start Data to use

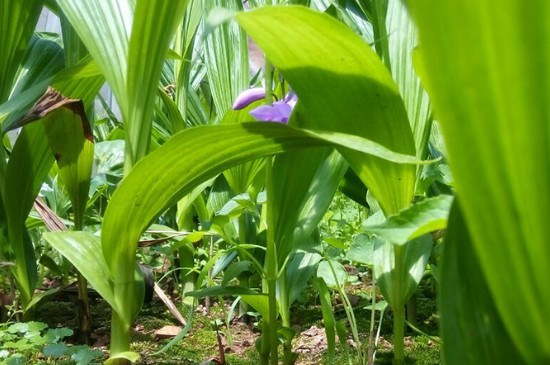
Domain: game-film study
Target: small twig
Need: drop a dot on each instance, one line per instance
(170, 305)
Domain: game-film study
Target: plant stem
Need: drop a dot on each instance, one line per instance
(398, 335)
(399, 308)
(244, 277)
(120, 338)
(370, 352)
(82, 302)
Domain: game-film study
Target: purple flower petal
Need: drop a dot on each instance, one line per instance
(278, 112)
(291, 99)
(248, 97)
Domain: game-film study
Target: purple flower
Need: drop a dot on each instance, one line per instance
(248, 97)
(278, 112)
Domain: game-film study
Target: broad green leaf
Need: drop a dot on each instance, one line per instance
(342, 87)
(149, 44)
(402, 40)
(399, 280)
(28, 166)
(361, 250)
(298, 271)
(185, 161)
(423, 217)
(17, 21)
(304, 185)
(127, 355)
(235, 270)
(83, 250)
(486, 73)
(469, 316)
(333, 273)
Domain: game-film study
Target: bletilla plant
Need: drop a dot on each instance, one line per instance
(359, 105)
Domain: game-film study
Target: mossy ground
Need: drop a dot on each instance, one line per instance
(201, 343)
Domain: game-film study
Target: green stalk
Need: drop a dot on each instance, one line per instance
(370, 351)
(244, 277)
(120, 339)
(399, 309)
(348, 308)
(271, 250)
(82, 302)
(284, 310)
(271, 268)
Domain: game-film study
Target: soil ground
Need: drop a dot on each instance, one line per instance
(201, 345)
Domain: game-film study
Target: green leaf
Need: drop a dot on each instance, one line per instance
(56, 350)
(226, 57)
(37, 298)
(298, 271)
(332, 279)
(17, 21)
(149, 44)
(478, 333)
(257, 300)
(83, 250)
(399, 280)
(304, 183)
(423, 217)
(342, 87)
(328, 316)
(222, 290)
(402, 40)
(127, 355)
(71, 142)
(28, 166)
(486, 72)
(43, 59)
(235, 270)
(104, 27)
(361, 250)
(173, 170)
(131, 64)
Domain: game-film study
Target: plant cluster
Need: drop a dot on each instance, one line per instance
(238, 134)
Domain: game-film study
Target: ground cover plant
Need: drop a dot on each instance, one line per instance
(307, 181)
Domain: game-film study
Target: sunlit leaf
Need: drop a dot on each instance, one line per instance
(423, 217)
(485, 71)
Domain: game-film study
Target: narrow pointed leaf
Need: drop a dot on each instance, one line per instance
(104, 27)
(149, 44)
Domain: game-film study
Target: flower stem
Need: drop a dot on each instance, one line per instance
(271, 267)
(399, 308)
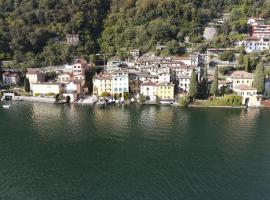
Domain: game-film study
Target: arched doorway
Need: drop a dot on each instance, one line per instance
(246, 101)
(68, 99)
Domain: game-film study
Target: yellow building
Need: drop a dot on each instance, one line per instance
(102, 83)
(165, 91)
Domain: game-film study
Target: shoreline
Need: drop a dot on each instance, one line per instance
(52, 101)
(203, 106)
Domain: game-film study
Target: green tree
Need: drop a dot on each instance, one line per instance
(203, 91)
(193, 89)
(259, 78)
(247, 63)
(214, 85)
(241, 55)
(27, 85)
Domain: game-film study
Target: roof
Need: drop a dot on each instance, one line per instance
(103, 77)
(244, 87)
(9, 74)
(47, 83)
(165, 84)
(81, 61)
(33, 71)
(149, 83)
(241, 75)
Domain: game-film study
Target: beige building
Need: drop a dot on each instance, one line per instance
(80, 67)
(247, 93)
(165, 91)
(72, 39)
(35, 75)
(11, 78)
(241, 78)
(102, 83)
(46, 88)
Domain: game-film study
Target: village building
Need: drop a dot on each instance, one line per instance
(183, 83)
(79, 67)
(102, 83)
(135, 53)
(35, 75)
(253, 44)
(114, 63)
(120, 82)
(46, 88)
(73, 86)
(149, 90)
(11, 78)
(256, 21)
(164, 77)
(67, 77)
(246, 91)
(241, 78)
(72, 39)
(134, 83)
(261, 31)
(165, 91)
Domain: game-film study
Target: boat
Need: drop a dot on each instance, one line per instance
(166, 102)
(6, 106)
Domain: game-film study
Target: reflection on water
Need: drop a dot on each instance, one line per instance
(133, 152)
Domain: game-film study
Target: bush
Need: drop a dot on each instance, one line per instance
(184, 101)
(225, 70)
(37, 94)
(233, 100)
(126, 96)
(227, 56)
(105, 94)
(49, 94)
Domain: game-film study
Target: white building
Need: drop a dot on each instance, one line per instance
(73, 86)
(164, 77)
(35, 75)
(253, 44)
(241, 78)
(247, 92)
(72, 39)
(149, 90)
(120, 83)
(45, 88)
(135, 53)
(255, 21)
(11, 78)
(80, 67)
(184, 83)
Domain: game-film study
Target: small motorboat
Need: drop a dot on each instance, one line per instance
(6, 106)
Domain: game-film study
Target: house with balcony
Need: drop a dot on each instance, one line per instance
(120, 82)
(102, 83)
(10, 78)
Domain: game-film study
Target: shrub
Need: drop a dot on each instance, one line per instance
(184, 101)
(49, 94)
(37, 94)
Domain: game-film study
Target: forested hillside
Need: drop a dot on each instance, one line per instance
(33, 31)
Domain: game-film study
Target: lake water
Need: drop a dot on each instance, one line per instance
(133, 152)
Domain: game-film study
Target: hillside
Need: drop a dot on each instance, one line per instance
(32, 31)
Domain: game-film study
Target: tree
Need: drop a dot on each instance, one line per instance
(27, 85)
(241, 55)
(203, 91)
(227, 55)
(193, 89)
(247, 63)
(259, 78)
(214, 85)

end Data to use
start Data to use

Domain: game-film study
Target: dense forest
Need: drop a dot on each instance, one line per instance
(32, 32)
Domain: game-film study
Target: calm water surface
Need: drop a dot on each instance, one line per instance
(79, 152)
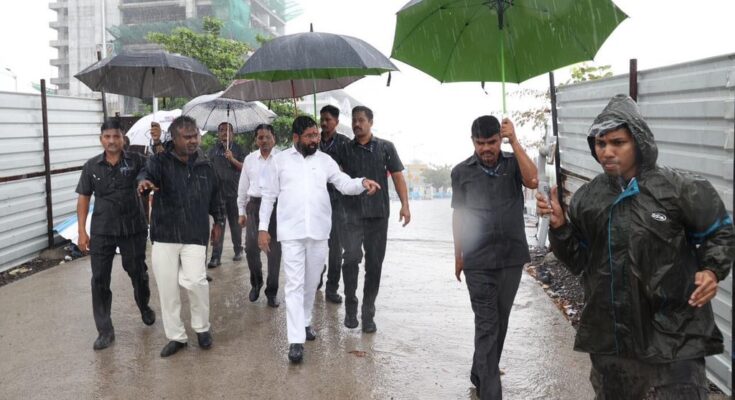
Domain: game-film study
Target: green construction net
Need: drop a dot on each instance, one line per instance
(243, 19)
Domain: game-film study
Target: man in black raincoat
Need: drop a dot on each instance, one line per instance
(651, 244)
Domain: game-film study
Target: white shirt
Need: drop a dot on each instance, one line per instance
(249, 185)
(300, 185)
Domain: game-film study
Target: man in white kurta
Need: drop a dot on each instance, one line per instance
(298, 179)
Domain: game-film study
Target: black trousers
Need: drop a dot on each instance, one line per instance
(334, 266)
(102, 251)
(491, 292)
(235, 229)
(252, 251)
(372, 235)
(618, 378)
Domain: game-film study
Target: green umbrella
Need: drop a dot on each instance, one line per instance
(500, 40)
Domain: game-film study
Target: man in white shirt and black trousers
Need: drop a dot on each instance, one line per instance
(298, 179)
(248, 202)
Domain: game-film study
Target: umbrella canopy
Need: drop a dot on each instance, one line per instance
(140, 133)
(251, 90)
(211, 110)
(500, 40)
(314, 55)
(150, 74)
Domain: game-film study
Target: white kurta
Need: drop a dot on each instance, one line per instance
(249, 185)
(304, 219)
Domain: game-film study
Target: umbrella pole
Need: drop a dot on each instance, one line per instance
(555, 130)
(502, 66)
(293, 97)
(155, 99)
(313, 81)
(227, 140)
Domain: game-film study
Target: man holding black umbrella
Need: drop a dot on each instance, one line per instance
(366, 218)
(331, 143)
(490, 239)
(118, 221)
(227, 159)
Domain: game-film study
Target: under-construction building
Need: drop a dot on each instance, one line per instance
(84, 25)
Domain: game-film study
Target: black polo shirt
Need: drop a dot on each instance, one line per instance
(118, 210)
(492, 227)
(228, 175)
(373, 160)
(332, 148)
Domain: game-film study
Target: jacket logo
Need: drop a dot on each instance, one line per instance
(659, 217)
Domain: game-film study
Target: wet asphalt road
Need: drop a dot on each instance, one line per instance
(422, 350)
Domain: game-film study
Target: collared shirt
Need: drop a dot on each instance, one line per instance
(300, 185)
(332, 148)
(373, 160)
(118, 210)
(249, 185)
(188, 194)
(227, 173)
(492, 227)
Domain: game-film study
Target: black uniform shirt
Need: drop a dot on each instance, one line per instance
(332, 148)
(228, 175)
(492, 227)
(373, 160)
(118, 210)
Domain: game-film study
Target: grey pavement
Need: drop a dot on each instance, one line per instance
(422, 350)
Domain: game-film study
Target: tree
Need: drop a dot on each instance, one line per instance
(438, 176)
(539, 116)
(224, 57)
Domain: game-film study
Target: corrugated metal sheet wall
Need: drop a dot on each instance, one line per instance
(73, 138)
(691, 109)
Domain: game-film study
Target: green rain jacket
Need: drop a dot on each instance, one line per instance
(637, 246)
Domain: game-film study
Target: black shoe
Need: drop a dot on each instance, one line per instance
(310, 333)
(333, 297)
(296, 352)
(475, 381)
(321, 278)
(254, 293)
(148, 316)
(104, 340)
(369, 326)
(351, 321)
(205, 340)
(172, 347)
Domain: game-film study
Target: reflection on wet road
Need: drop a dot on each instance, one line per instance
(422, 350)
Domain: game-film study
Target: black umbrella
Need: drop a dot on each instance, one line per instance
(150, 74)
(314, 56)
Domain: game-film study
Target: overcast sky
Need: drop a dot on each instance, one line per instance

end Data to use
start Data to use

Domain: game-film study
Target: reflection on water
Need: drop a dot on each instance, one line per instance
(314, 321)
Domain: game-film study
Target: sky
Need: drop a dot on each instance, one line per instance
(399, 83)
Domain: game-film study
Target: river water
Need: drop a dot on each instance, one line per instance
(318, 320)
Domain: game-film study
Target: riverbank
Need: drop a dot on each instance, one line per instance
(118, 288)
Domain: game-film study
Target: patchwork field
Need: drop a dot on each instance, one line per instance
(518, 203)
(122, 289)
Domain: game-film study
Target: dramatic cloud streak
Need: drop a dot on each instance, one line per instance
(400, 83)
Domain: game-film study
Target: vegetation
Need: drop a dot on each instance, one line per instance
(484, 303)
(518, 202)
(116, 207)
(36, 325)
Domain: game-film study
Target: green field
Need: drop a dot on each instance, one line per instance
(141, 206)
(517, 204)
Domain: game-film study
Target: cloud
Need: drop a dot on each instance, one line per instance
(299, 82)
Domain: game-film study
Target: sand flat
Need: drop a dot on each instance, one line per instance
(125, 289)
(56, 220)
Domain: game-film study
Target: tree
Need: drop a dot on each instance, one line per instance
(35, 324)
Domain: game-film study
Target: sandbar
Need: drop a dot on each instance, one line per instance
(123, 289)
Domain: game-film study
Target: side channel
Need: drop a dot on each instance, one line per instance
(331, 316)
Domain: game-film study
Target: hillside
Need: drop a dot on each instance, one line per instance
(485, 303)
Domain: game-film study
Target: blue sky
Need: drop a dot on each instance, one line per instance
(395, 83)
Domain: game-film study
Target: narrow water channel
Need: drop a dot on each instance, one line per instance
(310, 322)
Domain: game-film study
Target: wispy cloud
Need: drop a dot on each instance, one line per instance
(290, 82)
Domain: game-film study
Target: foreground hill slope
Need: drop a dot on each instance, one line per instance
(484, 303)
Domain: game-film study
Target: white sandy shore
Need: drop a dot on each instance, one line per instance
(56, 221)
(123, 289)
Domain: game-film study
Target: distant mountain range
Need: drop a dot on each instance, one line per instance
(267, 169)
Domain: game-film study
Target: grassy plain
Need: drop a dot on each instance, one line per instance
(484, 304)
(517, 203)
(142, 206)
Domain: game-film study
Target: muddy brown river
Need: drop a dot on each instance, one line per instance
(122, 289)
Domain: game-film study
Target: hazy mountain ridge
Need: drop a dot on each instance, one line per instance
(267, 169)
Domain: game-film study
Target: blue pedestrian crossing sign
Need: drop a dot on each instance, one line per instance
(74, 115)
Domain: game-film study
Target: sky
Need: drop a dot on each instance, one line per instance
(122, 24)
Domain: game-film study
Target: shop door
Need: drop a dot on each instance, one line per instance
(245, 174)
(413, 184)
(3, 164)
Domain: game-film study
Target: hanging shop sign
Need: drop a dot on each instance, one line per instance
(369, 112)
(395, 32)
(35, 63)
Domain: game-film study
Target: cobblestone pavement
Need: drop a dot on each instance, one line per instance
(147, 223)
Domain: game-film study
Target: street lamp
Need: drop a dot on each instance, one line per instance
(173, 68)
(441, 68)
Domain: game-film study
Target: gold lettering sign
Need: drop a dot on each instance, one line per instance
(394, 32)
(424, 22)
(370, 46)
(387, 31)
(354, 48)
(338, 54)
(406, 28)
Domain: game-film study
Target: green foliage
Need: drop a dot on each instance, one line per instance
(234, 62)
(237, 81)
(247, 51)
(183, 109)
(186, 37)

end Data to use

▸ Job
Please pull out every line in the entries above that contains the word "small". The match is case-sensitive.

▸ Exercise solution
Target: small twig
Target: small motorboat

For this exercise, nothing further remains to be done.